• _Data section_
::::::

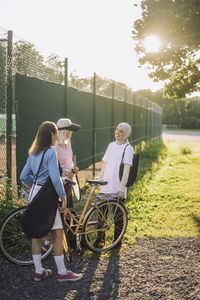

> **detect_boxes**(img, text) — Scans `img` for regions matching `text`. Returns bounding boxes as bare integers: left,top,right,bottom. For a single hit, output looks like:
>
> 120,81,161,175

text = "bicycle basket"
20,182,31,203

::::::

• _Problem to solve_
Give the listing again, exactly as it appears, but without its images.

• _Solution to this problem_
> **detect_boxes**(img, text) — Scans `img` for regions matching `text`. Returns bounding boxes as bare integers: left,top,right,bottom. For a single hit, output looks like:
>
> 120,81,161,175

text = "bicycle basket"
20,182,31,203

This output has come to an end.